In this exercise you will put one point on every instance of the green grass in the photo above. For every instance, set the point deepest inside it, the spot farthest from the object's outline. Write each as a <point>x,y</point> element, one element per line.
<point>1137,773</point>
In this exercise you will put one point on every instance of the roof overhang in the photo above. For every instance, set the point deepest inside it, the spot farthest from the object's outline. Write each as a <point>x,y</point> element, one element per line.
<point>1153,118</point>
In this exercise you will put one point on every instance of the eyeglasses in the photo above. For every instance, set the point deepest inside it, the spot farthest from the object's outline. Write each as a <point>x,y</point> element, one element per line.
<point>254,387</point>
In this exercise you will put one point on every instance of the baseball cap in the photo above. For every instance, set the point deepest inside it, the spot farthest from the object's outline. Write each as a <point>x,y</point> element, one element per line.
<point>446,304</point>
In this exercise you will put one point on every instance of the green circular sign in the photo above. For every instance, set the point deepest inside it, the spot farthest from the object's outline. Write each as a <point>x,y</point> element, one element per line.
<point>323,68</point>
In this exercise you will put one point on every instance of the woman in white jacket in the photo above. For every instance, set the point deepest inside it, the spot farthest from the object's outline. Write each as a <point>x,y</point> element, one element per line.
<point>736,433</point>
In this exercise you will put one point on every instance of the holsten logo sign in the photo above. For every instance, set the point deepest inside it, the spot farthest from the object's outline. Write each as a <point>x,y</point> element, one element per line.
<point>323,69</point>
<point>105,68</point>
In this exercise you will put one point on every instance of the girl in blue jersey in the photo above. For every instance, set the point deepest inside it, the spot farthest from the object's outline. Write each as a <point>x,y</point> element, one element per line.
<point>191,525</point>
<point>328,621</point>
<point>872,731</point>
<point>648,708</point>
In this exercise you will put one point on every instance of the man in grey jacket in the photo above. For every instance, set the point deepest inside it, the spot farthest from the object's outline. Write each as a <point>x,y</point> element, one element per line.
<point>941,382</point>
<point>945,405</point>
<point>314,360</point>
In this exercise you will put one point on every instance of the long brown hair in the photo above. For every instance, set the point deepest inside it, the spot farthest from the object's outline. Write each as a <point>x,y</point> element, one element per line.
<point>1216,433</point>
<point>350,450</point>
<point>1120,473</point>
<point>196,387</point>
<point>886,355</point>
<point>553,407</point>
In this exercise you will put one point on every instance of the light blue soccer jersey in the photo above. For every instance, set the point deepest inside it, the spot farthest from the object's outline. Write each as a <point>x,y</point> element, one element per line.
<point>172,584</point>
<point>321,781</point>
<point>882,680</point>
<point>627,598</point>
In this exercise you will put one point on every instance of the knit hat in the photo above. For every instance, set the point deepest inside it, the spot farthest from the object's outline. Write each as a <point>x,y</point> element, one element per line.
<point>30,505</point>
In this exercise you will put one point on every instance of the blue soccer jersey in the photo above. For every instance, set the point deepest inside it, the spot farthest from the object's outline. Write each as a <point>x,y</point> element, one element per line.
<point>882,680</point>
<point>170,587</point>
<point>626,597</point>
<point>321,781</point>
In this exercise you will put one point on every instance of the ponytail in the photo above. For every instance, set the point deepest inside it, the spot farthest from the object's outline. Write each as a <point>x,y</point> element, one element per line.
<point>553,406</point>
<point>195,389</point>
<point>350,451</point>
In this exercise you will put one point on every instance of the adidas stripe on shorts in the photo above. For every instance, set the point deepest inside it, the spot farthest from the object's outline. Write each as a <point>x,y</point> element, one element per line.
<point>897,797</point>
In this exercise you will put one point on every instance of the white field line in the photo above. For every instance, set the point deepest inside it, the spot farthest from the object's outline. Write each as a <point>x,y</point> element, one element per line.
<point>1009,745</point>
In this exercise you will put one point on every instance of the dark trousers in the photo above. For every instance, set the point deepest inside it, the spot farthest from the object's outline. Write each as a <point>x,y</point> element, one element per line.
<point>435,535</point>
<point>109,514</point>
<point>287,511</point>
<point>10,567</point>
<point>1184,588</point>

→ Your assignment
Every entry needs to be retyped exactly.

→ Solution
In this exercise you will put one point on every instance of the green grass in the photo above. For every instance, set the point deepest inside it, the spot farthest from the object's outline. Write each as a <point>x,y</point> element, one element per line.
<point>1137,773</point>
In this exercise you will put one point on every instance of the roof overhang in the photo above. For every instance, set the point deepest inside it, the spot farthest from the object's outline. Write each as a <point>x,y</point> element, one element per line.
<point>1153,118</point>
In this exercise you will put one point on every instance of the eyeglasses in the photo above. For every instance, set the point deepest inside it, the spot farthest from the object's outline. Write each as a <point>x,y</point> element, one element per line.
<point>254,387</point>
In this exercise you will put one point on every instance of the baseball cap in the photo above. For every instance, set the point deepest inside it, the spot farthest from the object's outline. Write each as a <point>x,y</point> element, one element per line.
<point>446,304</point>
In this exercise you will put one point on every instance of the green circular sign in the photo above. For every instance, set the point deepest inside it, the spot farthest from the object's outline. Write each as a <point>x,y</point> element, one element per line.
<point>323,68</point>
In this exercise you will put one point on every instance of the woman in white jacket in the photo above. For every instance, set the point deepest inside it, the spot farthest from the object's outline. Write each as a <point>x,y</point> element, one element per line.
<point>736,433</point>
In this exercise you will put one point on every instance of the holsten logo sign in the photo above. For every instance, set the point deepest inside it, the spot farthest from the object's outline. Write each as a <point>x,y</point> element, one element per line.
<point>323,69</point>
<point>105,68</point>
In this exercise you will put one point on every instance of the girl in blue jersey in the photo above. For every instance, set the point deepest inside it, the spot farthest from the object's outline. Write each as a <point>x,y</point> element, one element per line.
<point>191,525</point>
<point>328,621</point>
<point>872,731</point>
<point>648,708</point>
In this exercise you will put one point on every instance of the man in grey jacket in the photo above. For every instance, set the point deepest inside it, the spot farthest from the object's outline. Write each as a <point>x,y</point> element, one element per line.
<point>941,382</point>
<point>945,405</point>
<point>314,360</point>
In this exercise you will put one point on every instance of the long brown hair in the photo above. For every instance, set the point deepest inside it, the spot farthest from the object's outline. Write each as a <point>x,y</point> element, one element per line.
<point>1216,433</point>
<point>350,450</point>
<point>1120,473</point>
<point>196,387</point>
<point>886,355</point>
<point>553,407</point>
In this exercise you will put one point on every instance of the light blue soccer jersey in the photo above. For every instance, set the point deepest inside it, the spot farthest from the object's outline. Write each as a <point>x,y</point> element, one element per line.
<point>172,584</point>
<point>321,781</point>
<point>882,680</point>
<point>627,598</point>
In this exercise you will put one point on every instance of the knit hat in the photo above. For every instance, set the point deepest inside it, the spot farthest from the object's outline. Write each as a <point>x,y</point> element, one element per line.
<point>30,505</point>
In this exercise you will put one point on every instance of the blue soccer jersey in the photo above. For every instance, set the point deepest inside it, the spot farthest from the object's outline. Write each as a <point>x,y</point> element, one element per line.
<point>882,680</point>
<point>170,587</point>
<point>626,597</point>
<point>321,781</point>
In this exercise you will put one point on every instance of the ponytail in the photo above. For every instance, set the point deepest inside it, the spot farthest from the object's outline. Write each as a <point>x,y</point> element, one element per line.
<point>553,406</point>
<point>195,389</point>
<point>350,451</point>
In this exercise you will put one point on every instance of the adidas stripe on shorts in the photo above. For every instance, set the point deepest inside it, the spot farthest from the object's outline. Write each as a <point>x,y</point> element, one element per line.
<point>897,797</point>
In this exercise you will put one point on every instance of the white field line in the photo above. For every instance, set the point deepest inside it, the spot farthest from the object's outline. Write each as a <point>x,y</point> element, one element per line.
<point>1009,745</point>
In this exercise you will put one point on every instance of the dark trousers in the photo above. For every instance, set the point deepest inside it, the spot farthest from the object's outline. Write each as a <point>x,y</point> element, one element per line.
<point>435,535</point>
<point>109,514</point>
<point>287,511</point>
<point>10,567</point>
<point>1184,588</point>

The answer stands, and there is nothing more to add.